• _Required work_:
Return each line of the data below exactly as it appears, leaving out the pictures.

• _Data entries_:
=-=-=-=-=

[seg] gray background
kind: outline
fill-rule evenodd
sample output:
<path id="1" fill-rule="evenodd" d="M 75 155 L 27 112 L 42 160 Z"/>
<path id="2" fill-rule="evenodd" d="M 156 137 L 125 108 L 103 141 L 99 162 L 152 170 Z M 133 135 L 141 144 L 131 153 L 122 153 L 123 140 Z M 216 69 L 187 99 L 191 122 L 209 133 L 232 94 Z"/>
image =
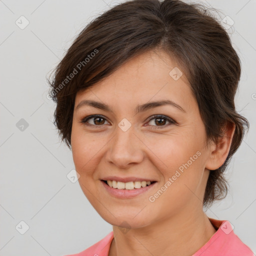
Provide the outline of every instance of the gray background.
<path id="1" fill-rule="evenodd" d="M 0 0 L 0 256 L 77 253 L 112 230 L 66 177 L 74 166 L 52 124 L 46 77 L 88 22 L 120 2 Z M 250 124 L 228 172 L 230 192 L 206 212 L 228 220 L 255 254 L 256 0 L 204 2 L 234 22 L 228 32 L 242 68 L 236 106 Z M 30 22 L 22 30 L 22 16 Z"/>

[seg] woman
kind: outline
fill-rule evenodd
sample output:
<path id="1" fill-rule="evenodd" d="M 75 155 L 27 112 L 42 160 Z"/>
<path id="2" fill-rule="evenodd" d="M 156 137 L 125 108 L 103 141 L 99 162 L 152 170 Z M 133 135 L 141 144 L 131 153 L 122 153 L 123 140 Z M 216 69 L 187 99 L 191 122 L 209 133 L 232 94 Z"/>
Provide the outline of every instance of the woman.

=-=-=-=-=

• _Task response_:
[seg] gray background
kind: outline
fill-rule evenodd
sample output:
<path id="1" fill-rule="evenodd" d="M 75 155 L 27 112 L 42 160 Z"/>
<path id="2" fill-rule="evenodd" d="M 156 137 L 125 108 L 103 141 L 99 162 L 152 170 Z M 133 135 L 141 144 L 131 153 L 122 153 L 123 140 Z M 216 69 L 187 99 L 191 122 L 209 133 L 232 94 Z"/>
image =
Provide the outline of every instance of the gray background.
<path id="1" fill-rule="evenodd" d="M 0 0 L 0 256 L 77 253 L 112 230 L 66 177 L 74 166 L 52 124 L 46 77 L 88 22 L 120 2 Z M 250 124 L 228 172 L 230 192 L 206 212 L 228 220 L 255 254 L 256 0 L 204 2 L 234 22 L 228 32 L 242 68 L 236 106 Z M 30 22 L 22 30 L 22 16 Z"/>

[seg] woman
kind: outline
fill-rule evenodd
sample output:
<path id="1" fill-rule="evenodd" d="M 75 155 L 27 112 L 42 160 Z"/>
<path id="2" fill-rule="evenodd" d="M 156 137 L 125 108 L 103 141 L 99 162 L 152 170 Z M 133 135 L 141 144 L 131 153 L 122 153 L 123 140 Z M 216 69 L 187 99 L 191 122 L 209 133 L 232 94 Z"/>
Provide the outline of every instance of the woman.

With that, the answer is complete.